# PROBLEM
Rewrite the listing from its start through the line containing "positive clicks: (1204, 1243)", replacing "clicks" with "taps" and keeping everything else unchanged. Leave the pictures out.

# DATA FOR THIS TASK
::::

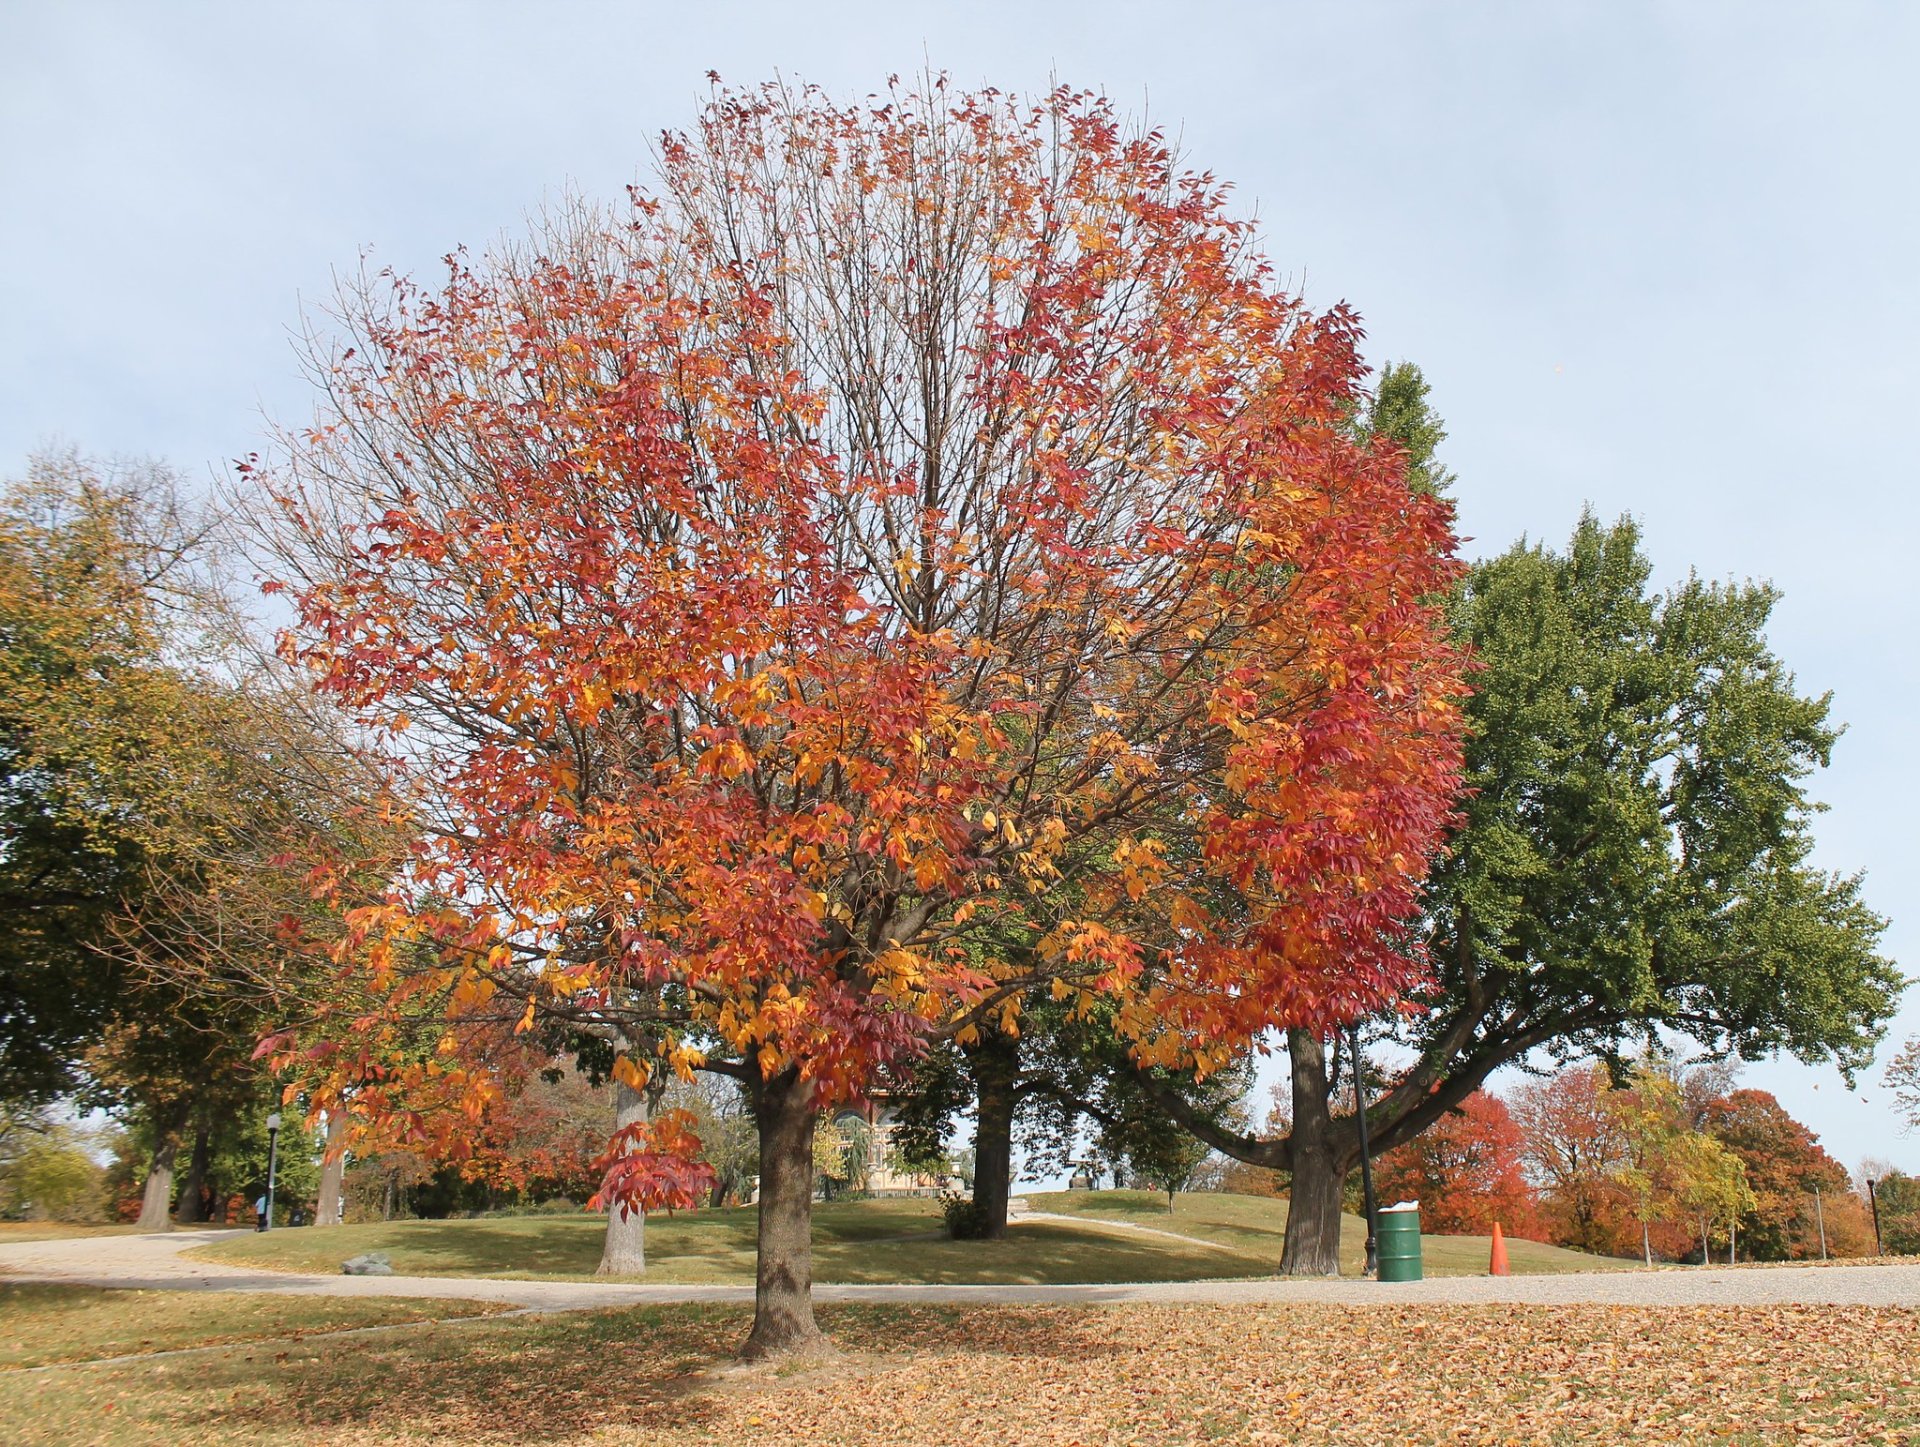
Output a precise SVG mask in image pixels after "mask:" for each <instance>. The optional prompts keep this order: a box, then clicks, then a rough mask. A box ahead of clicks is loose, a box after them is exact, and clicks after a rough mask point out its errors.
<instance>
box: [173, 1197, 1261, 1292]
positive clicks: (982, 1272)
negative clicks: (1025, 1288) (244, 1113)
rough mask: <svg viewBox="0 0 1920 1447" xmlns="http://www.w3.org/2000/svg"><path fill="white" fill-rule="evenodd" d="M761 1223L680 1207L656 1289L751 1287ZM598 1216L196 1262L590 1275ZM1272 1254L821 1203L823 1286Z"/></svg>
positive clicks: (1204, 1243)
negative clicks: (957, 1221) (994, 1230)
mask: <svg viewBox="0 0 1920 1447" xmlns="http://www.w3.org/2000/svg"><path fill="white" fill-rule="evenodd" d="M756 1230H758V1215H756V1213H755V1209H753V1207H751V1205H749V1207H733V1209H718V1211H682V1213H676V1215H672V1217H649V1221H647V1280H649V1282H666V1284H708V1282H726V1284H751V1282H753V1251H755V1234H756ZM603 1234H605V1224H603V1222H601V1221H599V1219H597V1217H589V1215H584V1213H582V1215H578V1217H488V1219H480V1221H396V1222H388V1224H365V1226H332V1228H326V1230H275V1232H267V1234H265V1236H261V1234H252V1236H236V1238H230V1240H225V1242H215V1244H209V1245H204V1247H196V1249H194V1253H196V1255H205V1257H211V1259H215V1261H227V1263H232V1265H250V1267H265V1269H269V1270H309V1272H326V1274H332V1272H338V1270H340V1263H342V1261H344V1259H346V1257H349V1255H355V1253H359V1251H386V1253H388V1257H390V1259H392V1263H394V1270H396V1272H401V1274H411V1276H516V1278H526V1276H563V1278H584V1276H591V1274H593V1267H597V1265H599V1253H601V1238H603ZM1275 1259H1277V1255H1269V1253H1265V1251H1263V1249H1242V1247H1238V1245H1229V1247H1225V1249H1223V1247H1221V1245H1217V1244H1208V1242H1204V1240H1198V1238H1196V1240H1194V1242H1192V1245H1181V1244H1179V1242H1167V1240H1162V1238H1154V1236H1139V1234H1131V1232H1123V1230H1112V1228H1108V1226H1104V1224H1102V1222H1098V1221H1089V1222H1087V1224H1085V1226H1073V1224H1064V1222H1052V1221H1035V1222H1027V1224H1021V1226H1016V1228H1014V1230H1012V1232H1010V1234H1008V1240H1004V1242H950V1240H947V1238H945V1230H943V1226H941V1215H939V1205H937V1203H935V1201H929V1199H881V1201H841V1203H831V1205H816V1207H814V1280H816V1282H1185V1280H1202V1278H1208V1276H1263V1274H1271V1270H1273V1261H1275Z"/></svg>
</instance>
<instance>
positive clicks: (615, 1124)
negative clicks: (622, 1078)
mask: <svg viewBox="0 0 1920 1447" xmlns="http://www.w3.org/2000/svg"><path fill="white" fill-rule="evenodd" d="M645 1119H647V1096H645V1092H639V1090H634V1086H630V1084H628V1082H626V1080H614V1082H612V1128H614V1130H626V1128H628V1127H630V1125H639V1123H641V1121H645ZM593 1274H595V1276H645V1274H647V1213H645V1211H622V1209H620V1207H618V1205H609V1207H607V1244H605V1245H603V1247H601V1263H599V1267H597V1269H595V1270H593Z"/></svg>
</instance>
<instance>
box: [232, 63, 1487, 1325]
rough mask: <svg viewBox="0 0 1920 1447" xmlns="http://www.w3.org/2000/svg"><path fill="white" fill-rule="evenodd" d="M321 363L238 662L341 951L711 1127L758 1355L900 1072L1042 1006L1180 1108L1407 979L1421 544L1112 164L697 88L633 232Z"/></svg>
mask: <svg viewBox="0 0 1920 1447" xmlns="http://www.w3.org/2000/svg"><path fill="white" fill-rule="evenodd" d="M340 322H342V332H344V340H342V344H340V347H338V349H336V351H328V353H324V355H319V357H317V359H315V372H317V378H319V380H321V384H323V388H324V390H323V399H321V416H319V420H317V424H315V426H313V428H309V430H301V432H298V434H290V436H288V438H286V447H284V453H282V455H280V457H278V459H276V461H275V463H271V464H269V466H263V468H261V470H259V482H261V487H263V489H265V491H267V493H271V495H273V497H275V499H278V514H276V524H275V532H273V537H271V551H273V555H275V570H276V578H278V581H280V585H282V587H284V589H286V595H288V599H290V603H292V606H294V608H296V610H298V624H296V626H294V629H292V631H290V633H288V643H286V649H288V656H292V658H298V660H300V662H301V664H303V666H307V668H311V670H313V676H315V677H317V681H319V685H321V689H323V691H326V695H330V697H332V699H336V700H340V702H342V704H344V706H346V708H349V710H351V712H355V714H357V716H359V718H361V720H363V722H365V724H367V725H369V727H371V729H376V731H378V737H380V739H382V741H384V745H386V754H388V762H390V768H392V771H394V779H396V791H397V793H399V795H401V796H405V798H407V800H411V804H413V808H415V819H417V827H419V839H420V844H419V848H417V852H415V858H413V862H411V867H409V871H407V877H405V879H403V881H399V885H397V889H396V890H394V892H392V896H390V898H388V900H386V902H384V904H380V906H378V908H365V910H359V912H355V915H353V923H355V931H357V946H355V948H359V950H363V954H365V960H367V969H369V975H371V977H372V979H374V981H382V983H394V981H419V979H434V981H436V988H438V986H444V988H449V990H451V992H453V1008H455V1011H468V1013H472V1011H499V1009H501V1008H503V1004H501V1002H511V1006H507V1008H509V1009H513V1011H524V1019H526V1021H528V1023H532V1019H534V1017H538V1015H540V1013H555V1015H568V1017H574V1019H578V1021H582V1023H595V1021H609V1023H618V1029H620V1031H622V1036H624V1038H626V1040H630V1042H636V1048H634V1050H632V1052H630V1054H632V1059H630V1063H628V1067H626V1069H628V1071H630V1073H632V1075H634V1077H645V1075H647V1073H649V1071H651V1069H655V1067H657V1065H659V1063H660V1061H662V1059H664V1061H666V1063H672V1065H674V1067H678V1069H687V1067H693V1065H705V1067H708V1069H732V1071H735V1073H739V1075H743V1077H745V1080H747V1082H749V1086H751V1088H753V1090H755V1098H756V1117H758V1123H760V1132H762V1163H760V1188H762V1213H760V1221H762V1280H760V1288H762V1290H760V1299H758V1315H756V1334H755V1340H753V1345H755V1349H764V1347H781V1345H791V1343H795V1341H804V1340H808V1338H810V1336H812V1330H814V1328H812V1320H810V1311H806V1309H804V1282H806V1272H808V1267H806V1259H804V1249H803V1245H801V1240H799V1238H801V1236H803V1234H804V1232H803V1228H804V1211H806V1205H804V1196H806V1192H810V1184H812V1171H810V1146H808V1140H810V1132H812V1121H814V1119H816V1113H818V1109H820V1107H822V1105H829V1103H831V1102H835V1100H839V1098H847V1096H851V1094H856V1092H860V1090H862V1088H864V1086H866V1082H868V1080H870V1077H872V1073H874V1071H876V1067H879V1065H883V1063H885V1061H891V1059H902V1057H906V1056H910V1054H914V1052H918V1050H920V1048H922V1046H924V1042H925V1040H927V1038H929V1036H931V1034H935V1032H941V1031H954V1032H962V1031H966V1029H968V1025H970V1023H972V1021H979V1019H985V1017H987V1015H1000V1017H1004V1019H1012V1017H1014V1015H1016V1013H1018V1008H1020V1006H1018V1002H1020V998H1021V996H1023V992H1025V990H1027V988H1031V986H1033V984H1037V983H1058V988H1062V990H1064V992H1066V994H1068V996H1073V994H1075V992H1087V994H1089V996H1098V998H1108V1000H1112V1002H1114V1004H1116V1019H1117V1023H1119V1029H1121V1031H1123V1032H1125V1034H1127V1036H1129V1038H1133V1040H1137V1042H1140V1050H1142V1052H1150V1054H1160V1056H1165V1057H1167V1059H1171V1057H1175V1056H1188V1057H1190V1056H1198V1057H1200V1061H1202V1063H1206V1061H1213V1063H1223V1061H1225V1059H1227V1057H1229V1056H1231V1054H1233V1052H1235V1050H1236V1048H1244V1046H1246V1042H1250V1040H1252V1038H1254V1036H1258V1034H1260V1032H1261V1031H1265V1029H1269V1027H1271V1025H1275V1023H1292V1021H1329V1019H1334V1017H1340V1015H1346V1013H1352V1011H1354V1009H1356V1008H1365V1006H1369V1004H1379V1002H1382V1000H1386V998H1390V996H1392V994H1394V992H1396V990H1400V988H1404V986H1405V983H1407V958H1405V950H1404V948H1402V944H1400V933H1402V929H1404V921H1405V919H1409V917H1411V913H1413V910H1415V894H1417V887H1419V881H1421V877H1423V873H1425V858H1427V852H1428V848H1430V846H1432V842H1434V839H1436V833H1438V827H1440V819H1442V818H1444V814H1446V808H1448V800H1450V798H1452V793H1453V770H1455V764H1457V706H1455V699H1457V693H1459V679H1457V662H1455V658H1453V654H1452V651H1450V649H1448V647H1446V643H1444V637H1442V629H1440V614H1438V606H1436V599H1438V597H1440V595H1442V593H1444V589H1446V587H1448V583H1450V581H1452V578H1453V564H1452V560H1450V553H1452V532H1450V509H1448V507H1446V503H1444V501H1440V499H1436V497H1430V495H1423V493H1419V491H1413V489H1409V487H1407V482H1405V476H1404V457H1402V455H1400V453H1398V451H1394V449H1373V447H1369V445H1367V443H1365V441H1363V439H1357V438H1356V436H1354V434H1352V430H1350V428H1348V426H1346V418H1348V415H1350V411H1352V407H1354V405H1356V399H1357V397H1359V378H1361V365H1359V359H1357V353H1356V340H1357V324H1356V320H1354V317H1352V315H1350V313H1348V311H1344V309H1334V311H1331V313H1325V315H1313V313H1309V311H1308V309H1306V307H1304V305H1302V303H1300V301H1298V299H1296V297H1290V296H1286V294H1284V292H1281V290H1279V288H1277V286H1275V284H1273V280H1271V274H1269V269H1267V263H1265V259H1263V257H1261V255H1260V251H1258V248H1256V244H1254V234H1252V228H1250V225H1248V223H1244V221H1238V219H1233V217H1231V215H1229V213H1227V209H1225V198H1223V192H1221V188H1219V184H1217V182H1215V180H1213V178H1212V177H1208V175H1202V173H1190V171H1185V169H1181V165H1179V161H1177V157H1175V155H1173V152H1171V148H1169V146H1167V142H1165V140H1164V138H1162V136H1160V134H1158V132H1152V130H1129V129H1127V127H1125V125H1123V123H1121V121H1119V119H1117V117H1116V115H1114V113H1112V109H1110V107H1108V106H1106V102H1102V100H1100V98H1096V96H1087V94H1077V92H1068V90H1060V92H1056V94H1052V96H1046V98H1044V100H1041V102H1037V104H1025V102H1016V100H1012V98H1006V96H998V94H991V92H989V94H972V96H968V94H952V92H948V90H947V86H945V83H933V84H931V86H929V88H927V90H925V92H924V94H908V92H904V90H900V92H895V94H893V96H889V100H887V104H883V106H864V104H862V106H856V107H839V106H833V104H831V102H828V100H826V98H824V96H820V94H816V92H810V90H801V92H795V90H785V88H778V86H776V88H766V90H758V92H722V94H720V96H718V98H716V100H714V104H712V106H710V107H708V109H707V111H705V115H703V117H701V121H699V125H697V127H695V129H693V130H691V132H687V134H672V136H668V138H666V142H664V144H662V148H660V175H659V182H657V186H655V188H653V190H649V192H643V194H637V196H636V203H634V209H632V213H630V215H626V217H622V219H609V217H601V215H595V213H591V211H588V209H584V207H582V209H576V211H572V213H568V215H566V217H563V219H559V221H557V223H555V225H551V226H549V228H545V230H543V232H540V234H536V236H534V238H532V240H530V242H524V244H518V246H507V248H499V249H497V251H493V253H490V255H488V257H484V259H478V261H468V259H465V257H459V259H455V261H453V263H451V269H449V274H447V280H445V284H444V286H442V288H438V290H432V292H424V290H420V288H415V286H411V284H407V282H401V280H392V278H388V280H378V278H374V280H371V282H369V286H367V288H365V290H361V292H353V294H349V296H346V297H344V301H342V317H340ZM1064 881H1071V890H1066V889H1062V885H1064ZM1219 890H1231V892H1233V894H1235V896H1236V908H1233V910H1215V908H1213V900H1215V896H1217V894H1219ZM1008 927H1016V929H1027V931H1031V935H1033V938H1035V948H1033V950H1031V952H1023V954H1021V956H1020V961H1018V963H1010V961H1004V960H998V958H995V956H991V954H987V952H977V950H970V948H968V940H970V938H972V937H973V933H979V931H989V929H995V931H1006V929H1008ZM497 998H499V1000H497ZM449 1065H451V1061H449ZM616 1069H618V1067H616ZM803 1165H804V1167H806V1169H804V1180H801V1167H803ZM789 1176H791V1180H789ZM632 1186H634V1190H636V1192H641V1194H643V1190H645V1182H641V1180H634V1182H632Z"/></svg>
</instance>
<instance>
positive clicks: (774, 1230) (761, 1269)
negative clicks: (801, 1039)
mask: <svg viewBox="0 0 1920 1447" xmlns="http://www.w3.org/2000/svg"><path fill="white" fill-rule="evenodd" d="M753 1094H755V1123H756V1125H758V1130H760V1253H758V1263H756V1269H755V1282H753V1332H751V1334H749V1336H747V1345H745V1347H741V1355H743V1357H778V1355H787V1353H795V1351H808V1349H816V1347H820V1345H822V1343H824V1338H822V1334H820V1328H818V1326H816V1324H814V1244H812V1230H814V1125H816V1123H818V1119H820V1113H818V1109H816V1107H814V1100H812V1084H810V1082H806V1080H803V1079H801V1073H799V1071H797V1069H791V1067H789V1069H785V1071H781V1073H780V1075H776V1077H772V1079H768V1080H758V1082H756V1084H755V1092H753Z"/></svg>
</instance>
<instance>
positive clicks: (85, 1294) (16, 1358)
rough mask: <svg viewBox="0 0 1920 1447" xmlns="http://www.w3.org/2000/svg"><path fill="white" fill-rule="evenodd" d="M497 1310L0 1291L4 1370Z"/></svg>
mask: <svg viewBox="0 0 1920 1447" xmlns="http://www.w3.org/2000/svg"><path fill="white" fill-rule="evenodd" d="M503 1309H505V1307H501V1305H497V1303H480V1301H409V1299H405V1297H334V1299H326V1297H290V1295H265V1293H261V1295H238V1293H230V1295H228V1293H221V1295H213V1293H205V1295H202V1293H196V1292H100V1290H96V1288H92V1286H44V1284H36V1282H19V1284H0V1370H15V1368H21V1366H42V1364H46V1363H79V1361H94V1359H98V1357H125V1355H132V1353H146V1351H173V1349H177V1347H205V1345H217V1343H228V1341H265V1340H271V1338H288V1336H298V1334H301V1332H340V1330H346V1328H353V1326H386V1324H390V1322H424V1320H434V1318H445V1317H478V1315H492V1313H495V1311H503ZM10 1439H12V1437H10Z"/></svg>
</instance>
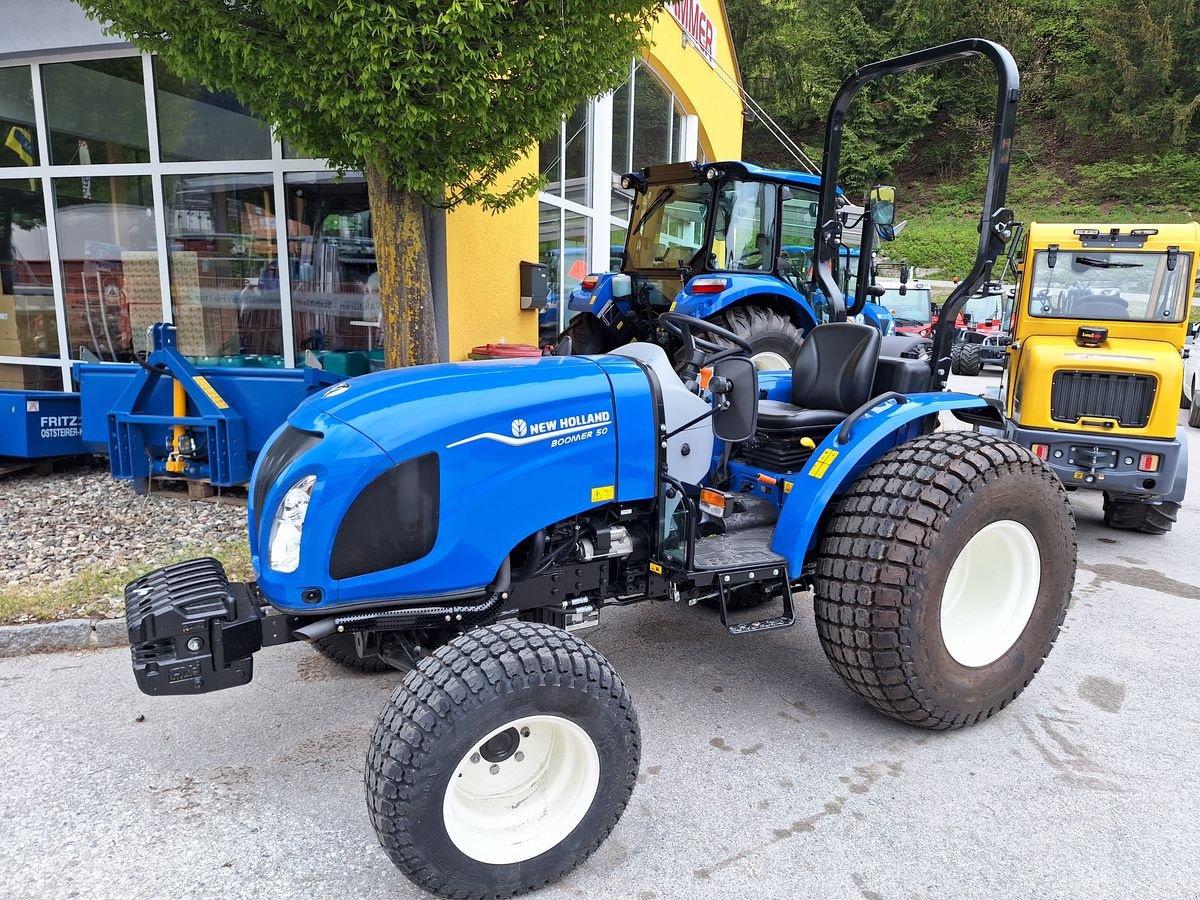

::::

# TASK OUTPUT
Output a precise SVG mask in image pixels after "mask:" for each <instance>. The optional prompts keep this order: a box, then taps, then a rough mask. A box ahead of taps is loose, a box after them is exact, and taps after a rough mask point out its errors.
<instance>
box: [173, 1197, 1261, 1292]
positive taps: (982, 1272)
negative taps: (1025, 1288) (244, 1113)
rough mask: <svg viewBox="0 0 1920 1447" xmlns="http://www.w3.org/2000/svg"><path fill="white" fill-rule="evenodd" d="M761 1223L680 1207L656 1289L751 1287ZM598 1216L196 1262L590 1275ZM1272 1254L821 1203L823 1286Z"/></svg>
positive taps: (1204, 1243)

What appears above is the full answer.